Can exit() from a library be replaced with throwing an exception?

Question

I'm working with a C/Fortran library from C++ and the library calls exit(). I would like it to throw an exception so that the destructors in my C++ program will be called. I have been able to create my one definition of exit that throws an exception, but then terminate is still called. Is there to prevent terminate from being called and allow the normal exception handling to happen?

UPDATE: In the comments it was pointed out that this works on x64 but fails on x86, so the main question is "is there is a way to make x86 work like x64?".

UPDATE2: See my response about why this wasn't working on x86 and how to fix it.

Here's my test code:

test_exception.c

#include <stdlib.h>

void call_c() { exit(1); }

test_exception.cpp

#include <iostream>
#include <stdexcept>

extern "C" void call_c();

extern "C" void exit(int value)
{
  throw std::runtime_error(std::string("Throwing an exception: ") + char('0' + value));
}

int main()
*****
● **SHORT PROBLEM A**:
Answer these questions from the thread about exit():
(i) In what languages is the library written?
(ii) According to the first update, on which architecture does the approach work, and on which does it fail?
(iii) In test_exception.c, what value does call_c pass to exit?
● **SHORT PROBLEM B**:
In the rows below, copy out the lines running from the line containing "User intent: interact with the bare back." up to and including the line containing "xmin=39 ymin=147 xmax=225 ymax=314".
*****
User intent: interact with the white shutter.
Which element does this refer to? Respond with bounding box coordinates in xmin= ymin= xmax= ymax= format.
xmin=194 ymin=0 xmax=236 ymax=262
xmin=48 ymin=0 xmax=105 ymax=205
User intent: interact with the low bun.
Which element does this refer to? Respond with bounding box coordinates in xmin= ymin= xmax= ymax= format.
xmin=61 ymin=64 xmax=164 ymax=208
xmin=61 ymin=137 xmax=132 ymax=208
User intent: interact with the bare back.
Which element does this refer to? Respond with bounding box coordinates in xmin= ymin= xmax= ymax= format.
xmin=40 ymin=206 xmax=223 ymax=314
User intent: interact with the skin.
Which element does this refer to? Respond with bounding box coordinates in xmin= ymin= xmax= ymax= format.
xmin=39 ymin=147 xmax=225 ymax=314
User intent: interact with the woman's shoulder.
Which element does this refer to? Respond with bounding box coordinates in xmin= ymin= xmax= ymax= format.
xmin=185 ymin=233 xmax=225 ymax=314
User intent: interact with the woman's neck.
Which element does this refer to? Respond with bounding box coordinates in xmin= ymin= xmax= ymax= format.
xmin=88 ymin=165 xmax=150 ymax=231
*****
● **TASK OUTPUT A**:
(i) C/Fortran
(ii) It works on x64 and fails on x86.
(iii) 1

● **TASK OUTPUT B**:
User intent: interact with the bare back.
Which element does this refer to? Respond with bounding box coordinates in xmin= ymin= xmax= ymax= format.
xmin=40 ymin=206 xmax=223 ymax=314
User intent: interact with the skin.
Which element does this refer to? Respond with bounding box coordinates in xmin= ymin= xmax= ymax= format.
xmin=39 ymin=147 xmax=225 ymax=314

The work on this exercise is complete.